- DOCUMENT:

The results show that removing language information generally leads to a drop in performance. Already removing the word distribution by using the vocabulary based dataset results in significant performance drops on almost all benchmarks for both models. Considering the randomization approach, performances generally decrease compared to the vocabulary dataset, but the influence is comparably lower. This indicates that information on word distributions is increasingly important compared to n-gram information. Interestingly, in some cases slight performance gains can be observed comparing the randomization to vocabulary models. This is especially the case for the pure visual retrieval in case of query-by-example. The respective model seems to benefit more from the visual diversity of the dataset than it is hindered from the lack of language information.

Summarizing, the experiments clearly show that training a model on synthetic data can be considered a form of language modeling. This is in line with the literature on implicit language modeling [48], but in contrast to training a supervised model the following problem arises. For supervised training, language information is modeled by the collection of a representative training dataset while for synthetic it is freely chosen independent from the visual generation process. The experiments indicate that focusing the language information towards a specific dataset may benefit performance but offers the risk of introducing harmful biases. In general, synthesizing from natural text including word distributions according to their real world occurrences offers a robust and easily available basis for synthetic data generation.

- MATERIAL PROVIDED:
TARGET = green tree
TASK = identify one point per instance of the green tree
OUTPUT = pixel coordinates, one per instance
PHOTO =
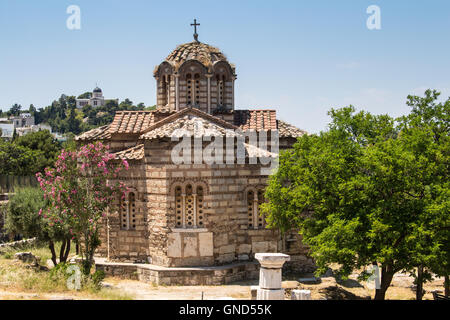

- EXERCISE AIM: Please copy the passage on synthetic training data word for word, beginning at the words "Summarizing, the experiments" and stopping after "synthetic data generation.".

- REPLY:
Summarizing, the experiments clearly show that training a model on synthetic data can be considered a form of language modeling. This is in line with the literature on implicit language modeling [48], but in contrast to training a supervised model the following problem arises. For supervised training, language information is modeled by the collection of a representative training dataset while for synthetic it is freely chosen independent from the visual generation process. The experiments indicate that focusing the language information towards a specific dataset may benefit performance but offers the risk of introducing harmful biases. In general, synthesizing from natural text including word distributions according to their real world occurrences offers a robust and easily available basis for synthetic data generation.